Text -
____________

In [1]:
'''
Import here useful libraries
Run this cell first for convenience
'''
import numpy as np
from scipy import stats
import scipy
import warnings
warnings.simplefilter('ignore', DeprecationWarning)

# Statistical Estimation and Sampling Distributions

## Point estimates

### Parameters

- Parameters: term used in statistical inference for a quantity $\theta$ determining the shape of an unknown probabiity distribution
    - Goal: estimate the unknown parameters to obtain the distribution

### Statistics

- Statistic: function of a random sample (e.g. sample mean, variance, quantile...)

____________

Source excerpt -
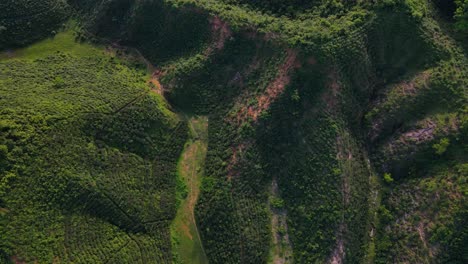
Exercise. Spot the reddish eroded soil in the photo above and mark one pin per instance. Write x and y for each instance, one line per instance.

____________

Work to be completed - According to the statistical estimation notes, why are unknown parameters estimated? Answer in one to three sentences.

Solution to this exercise - A parameter is a quantity θ that determines the shape of an unknown probability distribution. Estimating the unknown parameters is therefore how the distribution itself is obtained.